**Excerpted text**
▬▬▬▬▬▬▬▬▬▬

I gave this talk at AI Engineer Melbourne 2026. The slides from the talk are embedded below, and the full transcript of the talk with key slides is presented after that.
Fail fast, fix faster: Why faster models can beat smarter ones - (CC) ajfisher
A large version is available at aieng26.ajf.io, and the supporting resources are collected at ajfisher.me/aieng26/.
The full talk transcript follows:
Fail fast, fix faster
Good afternoon.
I’m very pleased to be here this afternoon to talk to all of you about how, once a model is competent enough, the speed of your iteration loop matters more than the headline intelligence of the model.
Does smart mean slow?
Does smart mean slow? (cc) ajfisher - ChatGPT Images 2.0
For a while now I’ve had this idea that instead of focussing on how well a model performs a task, what happens when a model gets good enough you expect it to succeed, and instead, benefit lies in how quickly can it achieve a result.
Earlier this year we got new models that made this idea worth testing and today I’ll talk you through the results of that and discuss the implications.
Tradeoff changes
Good enough, but fast. (cc) ajfisher - ChatGPT Images 2.0
When Mercury 2 from Inception Labs launched it immediately caught my attention. It stood out because it was fast and seemed competent. It was not frontier level competent, but it was comparable to early-2025 models, and it could produce useful code in seconds.
After trying it, I was stunned, it was really fast.
This new model seemed to be a step change in terms of the way we think about the capability vs speed tradeoff.
The fast-loop hypothesis
Fast-loop theory. (cc) ajfisher - ChatGPT Images 2.0
Off the back of this I did some quick calculations: if you could produce a loop that was really fast, could you brute force your way to success? Put another way, could you speed run a Ralph Wiggum Loop?
The idea was, if you have a lower capability model but a reasonable rate of improvement and you can iterate quickly, in theory you can outperform a slow, high performance frontier model before it’s finished generation.
A Ralph Loop is perfectly designed for goal based systems - assuming it has good feedback mechanisms
Looking at the Mercury 2 performance data I worked out that it should make this theory testable.
A couple of weeks later, Andrej Karpathy releases AutoResearch with a similar pattern but from a different direction. Cheap experiments, measureable feedback and repeated iterative improvement.
So with all of these ideas in hand I built a small benchmark to test the theory.
I’ll talk you through that now.
A benchmark for measurable work
Spec and rules
- OpenAPI contract
- Over $1000 quote = approve
- Line / Order Discount > 10% = approve
- Approval once only
- API best practices
Validation
- 47 parallel tests ~300ms exec
- Specific failure feedback
- Logic tests (rules, edge cases)
- API shape tests (headers, enums)
- Robustness tests (responses)
The task isn’t exhaustive in terms of model capability but it’s a job that should be familiar to all of you as you’ve all probably built something like this at some point.

▬▬▬▬▬▬▬▬▬▬

**To do**
Retype the part of the talk transcript above, starting with "- API shape" and going on through "at some point.".

▬▬▬▬▬▬▬▬▬▬

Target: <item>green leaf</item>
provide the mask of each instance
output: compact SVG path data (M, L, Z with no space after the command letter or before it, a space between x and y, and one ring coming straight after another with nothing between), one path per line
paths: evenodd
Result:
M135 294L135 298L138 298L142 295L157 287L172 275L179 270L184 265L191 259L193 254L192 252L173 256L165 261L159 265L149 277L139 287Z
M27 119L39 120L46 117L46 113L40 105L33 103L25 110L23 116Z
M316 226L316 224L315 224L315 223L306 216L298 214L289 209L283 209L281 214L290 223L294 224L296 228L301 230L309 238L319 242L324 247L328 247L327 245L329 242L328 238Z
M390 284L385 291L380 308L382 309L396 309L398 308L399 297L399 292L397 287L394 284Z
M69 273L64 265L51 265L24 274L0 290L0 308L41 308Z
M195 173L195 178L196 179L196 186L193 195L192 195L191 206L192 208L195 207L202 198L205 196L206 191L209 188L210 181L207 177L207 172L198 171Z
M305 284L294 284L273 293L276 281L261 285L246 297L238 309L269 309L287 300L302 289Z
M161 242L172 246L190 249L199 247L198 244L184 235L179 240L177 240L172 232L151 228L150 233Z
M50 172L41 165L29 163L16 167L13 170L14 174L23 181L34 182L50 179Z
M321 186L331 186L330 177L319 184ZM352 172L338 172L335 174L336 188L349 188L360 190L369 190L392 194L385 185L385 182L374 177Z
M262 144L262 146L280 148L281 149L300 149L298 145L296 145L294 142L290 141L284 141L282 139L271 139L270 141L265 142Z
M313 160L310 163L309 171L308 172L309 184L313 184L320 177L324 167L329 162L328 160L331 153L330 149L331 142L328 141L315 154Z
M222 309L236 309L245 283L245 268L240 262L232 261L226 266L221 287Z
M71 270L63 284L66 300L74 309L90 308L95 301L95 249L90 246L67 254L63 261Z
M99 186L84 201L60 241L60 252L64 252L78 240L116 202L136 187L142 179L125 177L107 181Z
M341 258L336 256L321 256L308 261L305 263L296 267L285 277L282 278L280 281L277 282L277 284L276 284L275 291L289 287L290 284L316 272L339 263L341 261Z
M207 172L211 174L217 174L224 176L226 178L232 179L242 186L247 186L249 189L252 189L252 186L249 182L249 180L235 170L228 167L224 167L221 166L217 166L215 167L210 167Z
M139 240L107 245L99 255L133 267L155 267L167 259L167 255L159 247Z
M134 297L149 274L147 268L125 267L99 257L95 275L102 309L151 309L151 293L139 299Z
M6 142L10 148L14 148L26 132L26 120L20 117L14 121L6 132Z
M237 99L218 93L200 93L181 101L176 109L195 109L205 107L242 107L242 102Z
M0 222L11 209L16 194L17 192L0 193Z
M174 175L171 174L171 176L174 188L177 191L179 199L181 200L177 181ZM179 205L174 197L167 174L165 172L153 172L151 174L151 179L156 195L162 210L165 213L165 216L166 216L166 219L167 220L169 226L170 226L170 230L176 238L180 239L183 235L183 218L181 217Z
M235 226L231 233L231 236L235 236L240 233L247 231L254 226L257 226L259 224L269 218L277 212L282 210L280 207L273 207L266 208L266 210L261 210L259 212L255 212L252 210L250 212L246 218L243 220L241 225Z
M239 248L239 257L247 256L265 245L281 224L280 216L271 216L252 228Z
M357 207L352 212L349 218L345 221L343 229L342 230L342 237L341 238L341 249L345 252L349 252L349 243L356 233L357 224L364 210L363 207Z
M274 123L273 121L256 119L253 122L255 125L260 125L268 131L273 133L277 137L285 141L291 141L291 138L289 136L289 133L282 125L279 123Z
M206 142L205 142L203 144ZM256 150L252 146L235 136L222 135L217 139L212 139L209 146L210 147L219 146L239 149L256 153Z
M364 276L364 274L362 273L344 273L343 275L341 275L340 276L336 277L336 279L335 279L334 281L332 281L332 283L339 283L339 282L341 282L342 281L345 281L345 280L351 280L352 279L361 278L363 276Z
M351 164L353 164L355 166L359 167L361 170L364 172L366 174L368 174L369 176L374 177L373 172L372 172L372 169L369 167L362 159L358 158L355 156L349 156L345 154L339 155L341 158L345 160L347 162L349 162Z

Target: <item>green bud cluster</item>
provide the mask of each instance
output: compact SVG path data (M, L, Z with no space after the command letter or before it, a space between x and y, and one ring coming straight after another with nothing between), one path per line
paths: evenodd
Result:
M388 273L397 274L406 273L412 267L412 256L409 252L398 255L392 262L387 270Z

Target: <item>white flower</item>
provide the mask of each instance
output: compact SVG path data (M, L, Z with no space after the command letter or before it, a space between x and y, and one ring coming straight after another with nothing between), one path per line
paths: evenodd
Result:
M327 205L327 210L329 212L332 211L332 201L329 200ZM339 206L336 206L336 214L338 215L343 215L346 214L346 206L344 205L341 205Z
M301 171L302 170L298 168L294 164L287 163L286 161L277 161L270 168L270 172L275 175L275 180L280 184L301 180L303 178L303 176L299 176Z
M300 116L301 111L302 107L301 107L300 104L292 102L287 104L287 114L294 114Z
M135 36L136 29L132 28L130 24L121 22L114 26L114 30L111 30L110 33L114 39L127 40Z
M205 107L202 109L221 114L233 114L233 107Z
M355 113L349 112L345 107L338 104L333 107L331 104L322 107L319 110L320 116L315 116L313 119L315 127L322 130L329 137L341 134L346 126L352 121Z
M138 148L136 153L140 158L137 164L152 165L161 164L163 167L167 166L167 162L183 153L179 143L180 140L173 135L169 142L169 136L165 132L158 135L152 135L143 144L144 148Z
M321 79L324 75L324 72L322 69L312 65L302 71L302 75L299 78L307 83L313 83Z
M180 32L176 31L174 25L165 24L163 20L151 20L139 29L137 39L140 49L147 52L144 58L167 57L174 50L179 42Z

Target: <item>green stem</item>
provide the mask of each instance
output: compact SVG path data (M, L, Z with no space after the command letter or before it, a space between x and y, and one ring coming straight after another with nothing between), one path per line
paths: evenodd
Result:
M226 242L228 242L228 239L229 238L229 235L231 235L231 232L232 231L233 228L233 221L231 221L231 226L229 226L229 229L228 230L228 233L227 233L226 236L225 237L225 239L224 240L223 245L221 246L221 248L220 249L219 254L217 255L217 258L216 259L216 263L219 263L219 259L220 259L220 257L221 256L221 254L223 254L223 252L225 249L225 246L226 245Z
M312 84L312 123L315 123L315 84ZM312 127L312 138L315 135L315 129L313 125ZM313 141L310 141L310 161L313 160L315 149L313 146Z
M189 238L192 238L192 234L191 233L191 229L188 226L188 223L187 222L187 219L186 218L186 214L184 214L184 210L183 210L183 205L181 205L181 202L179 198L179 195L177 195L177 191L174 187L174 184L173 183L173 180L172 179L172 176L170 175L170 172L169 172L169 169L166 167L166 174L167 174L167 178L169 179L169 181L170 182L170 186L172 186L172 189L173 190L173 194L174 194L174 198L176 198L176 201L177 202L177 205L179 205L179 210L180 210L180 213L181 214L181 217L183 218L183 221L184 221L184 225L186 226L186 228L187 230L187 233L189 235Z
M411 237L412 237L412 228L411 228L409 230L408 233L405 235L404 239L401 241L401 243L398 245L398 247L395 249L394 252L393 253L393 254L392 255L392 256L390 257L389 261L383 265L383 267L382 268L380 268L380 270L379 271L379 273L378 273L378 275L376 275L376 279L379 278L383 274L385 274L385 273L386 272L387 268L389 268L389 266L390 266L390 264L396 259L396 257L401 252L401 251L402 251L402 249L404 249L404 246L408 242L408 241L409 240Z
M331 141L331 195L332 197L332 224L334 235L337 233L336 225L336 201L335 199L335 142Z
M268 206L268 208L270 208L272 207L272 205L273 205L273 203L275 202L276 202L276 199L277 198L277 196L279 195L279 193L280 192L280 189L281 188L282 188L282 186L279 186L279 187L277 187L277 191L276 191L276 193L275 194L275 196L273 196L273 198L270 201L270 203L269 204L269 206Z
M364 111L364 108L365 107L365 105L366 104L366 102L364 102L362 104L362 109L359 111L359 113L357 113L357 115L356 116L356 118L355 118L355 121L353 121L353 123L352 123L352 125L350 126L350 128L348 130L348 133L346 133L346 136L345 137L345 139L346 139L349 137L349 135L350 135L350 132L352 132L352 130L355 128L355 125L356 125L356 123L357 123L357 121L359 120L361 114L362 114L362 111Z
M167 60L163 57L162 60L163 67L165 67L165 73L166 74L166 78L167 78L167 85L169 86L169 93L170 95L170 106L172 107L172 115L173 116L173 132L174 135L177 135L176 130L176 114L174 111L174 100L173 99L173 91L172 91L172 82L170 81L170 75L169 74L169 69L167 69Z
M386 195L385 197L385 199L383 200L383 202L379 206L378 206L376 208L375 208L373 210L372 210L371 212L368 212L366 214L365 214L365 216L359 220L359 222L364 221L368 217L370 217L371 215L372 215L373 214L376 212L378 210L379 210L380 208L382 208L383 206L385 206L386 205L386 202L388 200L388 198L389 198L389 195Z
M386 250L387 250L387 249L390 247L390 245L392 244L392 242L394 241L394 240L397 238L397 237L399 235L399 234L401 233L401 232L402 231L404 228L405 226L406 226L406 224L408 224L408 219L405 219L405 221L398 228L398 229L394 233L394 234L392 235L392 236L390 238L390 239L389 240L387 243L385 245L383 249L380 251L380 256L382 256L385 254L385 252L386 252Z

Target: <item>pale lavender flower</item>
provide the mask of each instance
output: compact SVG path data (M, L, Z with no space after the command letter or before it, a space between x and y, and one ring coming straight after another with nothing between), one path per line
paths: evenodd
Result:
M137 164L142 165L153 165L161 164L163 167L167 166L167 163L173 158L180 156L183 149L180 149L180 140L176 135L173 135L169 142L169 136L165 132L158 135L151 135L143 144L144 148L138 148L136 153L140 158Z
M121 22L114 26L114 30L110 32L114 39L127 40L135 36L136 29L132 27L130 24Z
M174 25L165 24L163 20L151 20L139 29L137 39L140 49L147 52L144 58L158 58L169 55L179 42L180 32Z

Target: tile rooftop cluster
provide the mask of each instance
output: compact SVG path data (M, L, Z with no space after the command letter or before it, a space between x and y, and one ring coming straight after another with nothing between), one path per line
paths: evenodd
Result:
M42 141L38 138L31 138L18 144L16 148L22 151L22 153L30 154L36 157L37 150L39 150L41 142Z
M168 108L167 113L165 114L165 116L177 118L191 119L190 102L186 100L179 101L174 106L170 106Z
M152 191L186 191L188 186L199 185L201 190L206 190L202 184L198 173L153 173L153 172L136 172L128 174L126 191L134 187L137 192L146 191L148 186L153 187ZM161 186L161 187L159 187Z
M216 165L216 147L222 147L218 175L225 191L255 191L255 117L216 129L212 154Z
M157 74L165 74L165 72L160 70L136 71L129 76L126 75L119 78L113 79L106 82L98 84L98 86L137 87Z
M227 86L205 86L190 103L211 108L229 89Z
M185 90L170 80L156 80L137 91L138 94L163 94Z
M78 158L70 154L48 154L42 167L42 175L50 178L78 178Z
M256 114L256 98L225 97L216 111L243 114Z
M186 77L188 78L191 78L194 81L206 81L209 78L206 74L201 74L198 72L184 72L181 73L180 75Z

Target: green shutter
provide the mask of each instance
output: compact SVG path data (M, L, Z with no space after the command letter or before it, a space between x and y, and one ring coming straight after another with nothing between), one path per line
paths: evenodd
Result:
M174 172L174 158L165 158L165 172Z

▬▬▬▬▬▬▬▬▬▬

**Exercise output**
- API shape tests (headers, enums)
- Robustness tests (responses)
The task isn’t exhaustive in terms of model capability but it’s a job that should be familiar to all of you as you’ve all probably built something like this at some point.